WHAT YOU WILL DO :: Copy out every one of the entries below word for word, with nothing changed, and leave out the pictures.

ENTRIES SHOWN ::
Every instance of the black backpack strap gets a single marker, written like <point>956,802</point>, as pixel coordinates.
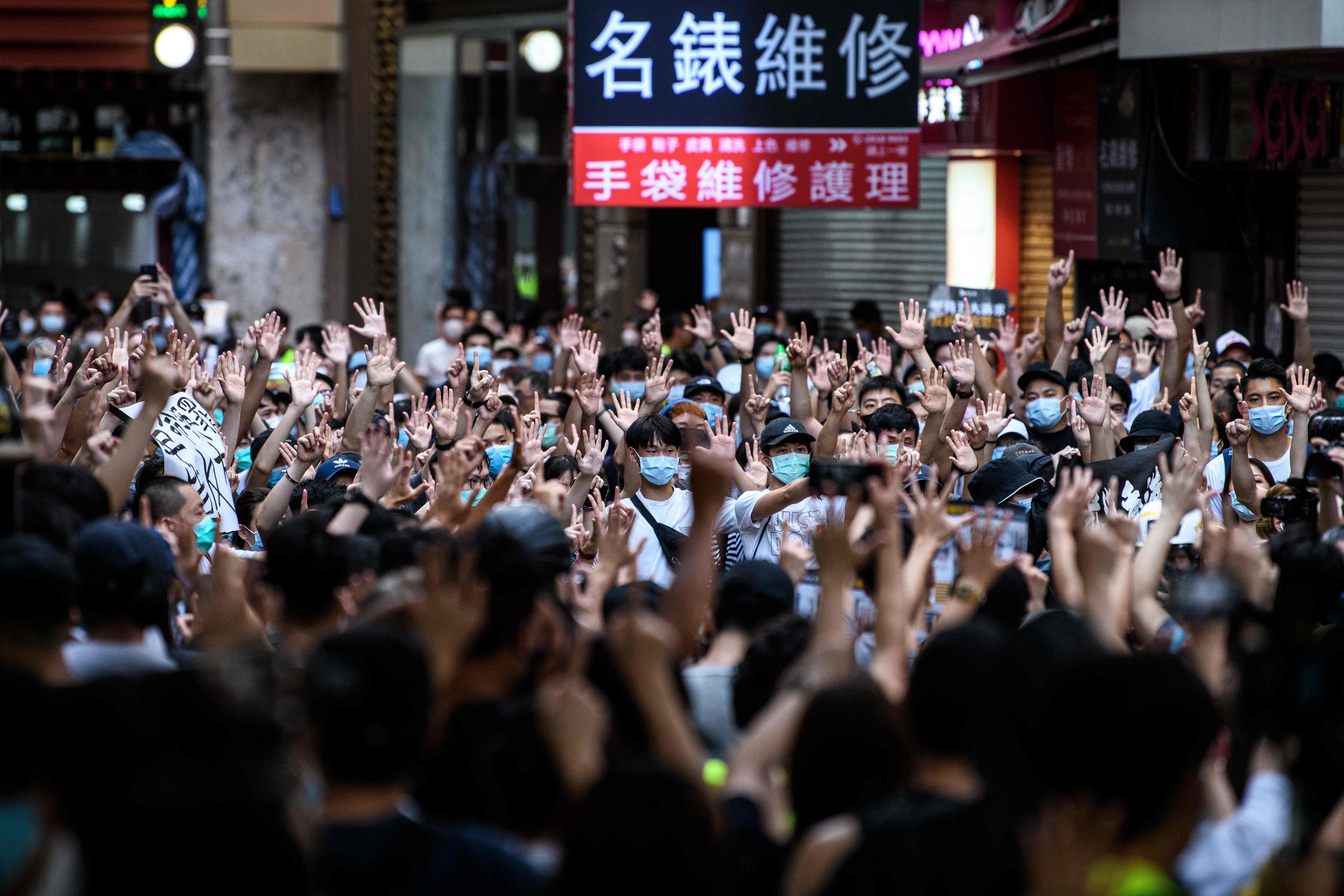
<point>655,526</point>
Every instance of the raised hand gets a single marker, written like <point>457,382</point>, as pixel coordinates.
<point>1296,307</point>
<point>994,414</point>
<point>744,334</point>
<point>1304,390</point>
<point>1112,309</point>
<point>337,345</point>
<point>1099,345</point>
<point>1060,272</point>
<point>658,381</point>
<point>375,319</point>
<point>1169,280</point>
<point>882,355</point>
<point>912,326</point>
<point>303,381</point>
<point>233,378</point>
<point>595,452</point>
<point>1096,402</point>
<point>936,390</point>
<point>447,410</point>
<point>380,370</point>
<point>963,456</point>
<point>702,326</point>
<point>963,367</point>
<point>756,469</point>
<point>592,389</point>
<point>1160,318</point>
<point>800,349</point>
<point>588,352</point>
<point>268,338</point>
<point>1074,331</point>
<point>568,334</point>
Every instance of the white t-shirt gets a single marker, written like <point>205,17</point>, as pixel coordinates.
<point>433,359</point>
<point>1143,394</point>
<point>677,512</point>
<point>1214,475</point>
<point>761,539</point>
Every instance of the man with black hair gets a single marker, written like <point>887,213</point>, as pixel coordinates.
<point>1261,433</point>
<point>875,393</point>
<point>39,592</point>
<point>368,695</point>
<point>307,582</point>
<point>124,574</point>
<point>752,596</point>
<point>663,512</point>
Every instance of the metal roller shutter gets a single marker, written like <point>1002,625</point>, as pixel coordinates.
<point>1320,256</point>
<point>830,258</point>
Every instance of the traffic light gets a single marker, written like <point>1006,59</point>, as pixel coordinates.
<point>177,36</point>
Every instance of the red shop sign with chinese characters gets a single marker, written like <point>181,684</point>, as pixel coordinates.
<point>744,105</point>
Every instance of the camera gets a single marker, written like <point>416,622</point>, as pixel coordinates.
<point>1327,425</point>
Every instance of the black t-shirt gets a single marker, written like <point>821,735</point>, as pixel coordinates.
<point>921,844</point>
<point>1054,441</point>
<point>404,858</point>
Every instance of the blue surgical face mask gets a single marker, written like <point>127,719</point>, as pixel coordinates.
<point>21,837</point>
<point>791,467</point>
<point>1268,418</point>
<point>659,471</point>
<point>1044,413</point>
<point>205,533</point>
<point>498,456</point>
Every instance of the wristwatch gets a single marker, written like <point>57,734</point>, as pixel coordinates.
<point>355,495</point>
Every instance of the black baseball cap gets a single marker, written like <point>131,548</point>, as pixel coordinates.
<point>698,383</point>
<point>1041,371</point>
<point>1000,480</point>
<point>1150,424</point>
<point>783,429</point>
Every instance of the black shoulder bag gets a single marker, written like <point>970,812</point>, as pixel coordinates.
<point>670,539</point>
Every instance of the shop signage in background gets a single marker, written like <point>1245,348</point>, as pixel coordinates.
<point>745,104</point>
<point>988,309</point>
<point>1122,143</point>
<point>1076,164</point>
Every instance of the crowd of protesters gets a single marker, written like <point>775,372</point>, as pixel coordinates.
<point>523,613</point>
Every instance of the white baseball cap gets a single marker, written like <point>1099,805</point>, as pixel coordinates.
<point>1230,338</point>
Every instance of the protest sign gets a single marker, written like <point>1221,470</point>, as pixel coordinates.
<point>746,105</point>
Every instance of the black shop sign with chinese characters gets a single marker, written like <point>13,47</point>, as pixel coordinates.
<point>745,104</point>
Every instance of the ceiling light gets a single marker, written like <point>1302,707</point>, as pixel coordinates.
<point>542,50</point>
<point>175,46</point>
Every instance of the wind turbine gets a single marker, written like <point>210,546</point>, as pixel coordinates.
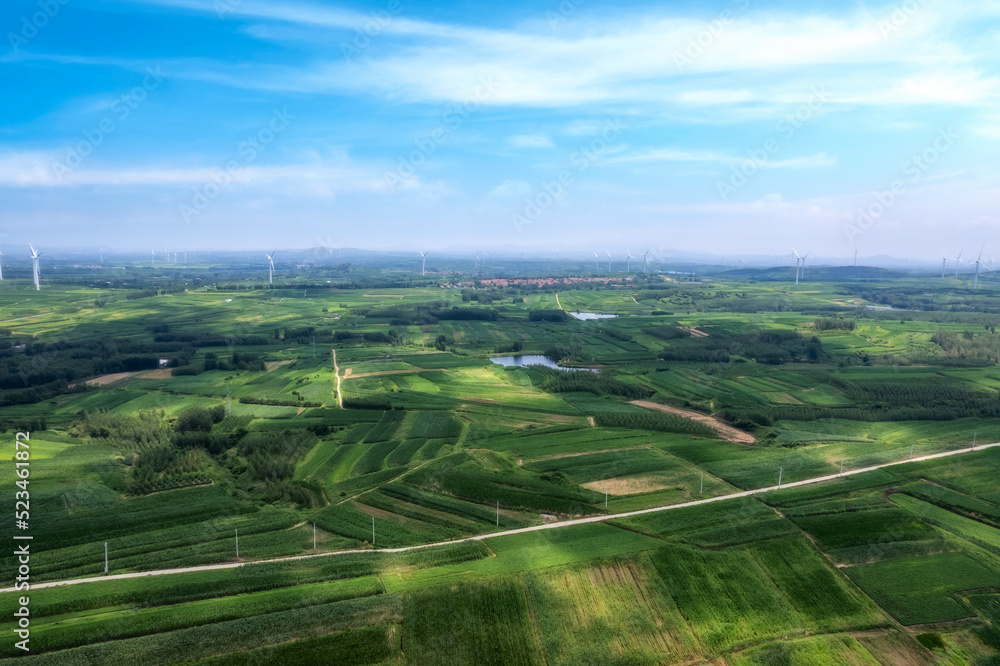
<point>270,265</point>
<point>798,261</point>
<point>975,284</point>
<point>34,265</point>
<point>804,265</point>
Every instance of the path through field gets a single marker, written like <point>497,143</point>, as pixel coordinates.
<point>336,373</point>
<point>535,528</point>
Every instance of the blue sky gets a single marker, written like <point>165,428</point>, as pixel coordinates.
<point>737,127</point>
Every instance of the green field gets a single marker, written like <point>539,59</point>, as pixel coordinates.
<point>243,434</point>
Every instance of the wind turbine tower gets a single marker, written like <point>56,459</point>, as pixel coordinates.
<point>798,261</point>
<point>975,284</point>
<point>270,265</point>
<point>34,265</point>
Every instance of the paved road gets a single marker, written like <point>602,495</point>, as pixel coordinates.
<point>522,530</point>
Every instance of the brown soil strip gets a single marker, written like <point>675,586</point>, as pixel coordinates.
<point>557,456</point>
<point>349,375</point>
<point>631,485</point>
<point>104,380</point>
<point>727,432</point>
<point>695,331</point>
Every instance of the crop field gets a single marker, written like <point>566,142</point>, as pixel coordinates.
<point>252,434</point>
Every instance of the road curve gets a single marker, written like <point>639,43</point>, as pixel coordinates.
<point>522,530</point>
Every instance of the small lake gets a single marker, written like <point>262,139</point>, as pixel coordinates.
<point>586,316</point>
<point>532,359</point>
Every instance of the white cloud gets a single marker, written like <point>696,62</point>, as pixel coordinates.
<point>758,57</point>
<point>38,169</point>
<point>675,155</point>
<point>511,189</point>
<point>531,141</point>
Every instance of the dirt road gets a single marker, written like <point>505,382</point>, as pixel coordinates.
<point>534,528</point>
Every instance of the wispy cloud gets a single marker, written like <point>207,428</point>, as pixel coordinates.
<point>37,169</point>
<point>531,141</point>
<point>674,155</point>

OUTPUT ::
Every instance of the black backpack strap gets a single marker, written like <point>956,802</point>, as pixel coordinates.
<point>655,526</point>
Every instance of the raised hand gets a single marker, written like <point>457,382</point>, as pixel coordinates.
<point>1296,307</point>
<point>994,414</point>
<point>744,334</point>
<point>1304,390</point>
<point>1112,309</point>
<point>337,345</point>
<point>1099,345</point>
<point>1060,272</point>
<point>658,381</point>
<point>375,319</point>
<point>1169,280</point>
<point>882,355</point>
<point>912,326</point>
<point>303,381</point>
<point>233,378</point>
<point>595,452</point>
<point>1096,402</point>
<point>936,390</point>
<point>447,410</point>
<point>380,370</point>
<point>963,456</point>
<point>702,326</point>
<point>963,367</point>
<point>756,469</point>
<point>592,389</point>
<point>1160,318</point>
<point>800,349</point>
<point>588,352</point>
<point>268,338</point>
<point>1074,331</point>
<point>568,334</point>
Every instance of the white t-shirt gets a single marker, written like <point>205,17</point>, as pixel coordinates.
<point>433,359</point>
<point>1143,394</point>
<point>677,512</point>
<point>1214,475</point>
<point>761,539</point>
Every instance of the man with black hair gets a single marker, written like <point>887,213</point>, as pixel coordinates.
<point>1261,433</point>
<point>875,393</point>
<point>39,592</point>
<point>368,695</point>
<point>307,582</point>
<point>124,574</point>
<point>752,596</point>
<point>663,512</point>
Every instance of the metal roller shutter gets a single marker, written like <point>1002,625</point>, as pixel coordinates.
<point>1320,256</point>
<point>830,258</point>
Every instance of the traffic light gets a single marker, written like <point>1006,59</point>, as pixel coordinates.
<point>177,36</point>
Every instance of the red shop sign with chinese characters gets a single marker, written like <point>181,684</point>, as pixel coordinates.
<point>744,105</point>
Every instance of the camera gets a single marker, written like <point>416,622</point>, as pixel coordinates.
<point>1327,425</point>
Every instance of the black t-shirt gets a single marker, written like <point>821,735</point>, as pixel coordinates.
<point>921,844</point>
<point>1054,441</point>
<point>404,858</point>
Every instance of the blue surgical face mask gets a single marker, written like <point>127,719</point>, as pixel coordinates.
<point>21,837</point>
<point>791,467</point>
<point>1268,418</point>
<point>659,471</point>
<point>1044,413</point>
<point>205,533</point>
<point>498,456</point>
Every instance of the wristwatch gets a single marker, written like <point>57,734</point>, as pixel coordinates.
<point>355,495</point>
Every instance of the black baseball cap gets a single marker, written like <point>131,548</point>, as pixel coordinates.
<point>698,383</point>
<point>1041,371</point>
<point>1000,480</point>
<point>1150,424</point>
<point>783,429</point>
Every instance of the black shoulder bag gets a single marker, written like <point>970,812</point>, as pixel coordinates.
<point>670,539</point>
Every instance of the shop signage in background gets a single marker, written like <point>1245,348</point>, as pixel coordinates.
<point>745,104</point>
<point>988,309</point>
<point>1122,143</point>
<point>1076,164</point>
Every instance of the crowd of protesters gets a single marker, written like <point>775,372</point>, as pixel coordinates.
<point>523,613</point>
Every instance of the white baseball cap gets a single marker, written like <point>1099,805</point>, as pixel coordinates.
<point>1230,338</point>
Every instance of the protest sign gets a single marker, written like <point>1221,470</point>, as pixel coordinates.
<point>746,105</point>
Every instance of the black shop sign with chinese characters gets a single marker, written like <point>13,47</point>, as pixel coordinates.
<point>745,104</point>
Every instance of the ceiling light gets a single marker, written like <point>1302,707</point>, as pixel coordinates.
<point>542,50</point>
<point>175,46</point>
Every instance of the wind turbine gets a single marker, written like <point>210,546</point>, as pixel coordinates.
<point>270,265</point>
<point>798,261</point>
<point>975,284</point>
<point>34,265</point>
<point>804,265</point>
Every instance of the path through field gets a single marker, written like <point>497,143</point>, as pixel coordinates.
<point>336,373</point>
<point>535,528</point>
Every instance of the blue sky gets a single marker, written like <point>165,428</point>, as pixel coordinates.
<point>737,127</point>
Every instance of the green field gets a single marker, written like <point>539,59</point>, as pixel coordinates.
<point>243,434</point>
Every instance of the wind turbine tower gets a single marker, written like <point>56,459</point>, as pixel coordinates.
<point>798,261</point>
<point>975,284</point>
<point>270,265</point>
<point>34,265</point>
Every instance of the paved road gets a single marker, written like <point>602,495</point>, as pixel coordinates.
<point>522,530</point>
Every instance of the brown soil strip gets a single marker, written like <point>675,586</point>, as pixel coordinates.
<point>557,456</point>
<point>349,375</point>
<point>631,485</point>
<point>104,380</point>
<point>727,432</point>
<point>695,331</point>
Every instance of the crop field gets a single marker, written like <point>566,142</point>, as pixel coordinates.
<point>252,434</point>
Every instance of the road curve gets a single marker, written like <point>639,43</point>, as pixel coordinates.
<point>522,530</point>
Every instance of the small lake gets a single marker, written like <point>262,139</point>, as pixel coordinates.
<point>586,316</point>
<point>532,359</point>
Every instance of the white cloud gets a single marker, written like <point>696,62</point>, as pixel coordinates.
<point>758,57</point>
<point>38,169</point>
<point>675,155</point>
<point>511,189</point>
<point>531,141</point>
Every instance of the dirt road gets a single marker, written like <point>505,382</point>, as pixel coordinates.
<point>534,528</point>
Every instance of the wispy cloud gets a single marker, written like <point>207,428</point>, as pixel coordinates.
<point>37,169</point>
<point>531,141</point>
<point>674,155</point>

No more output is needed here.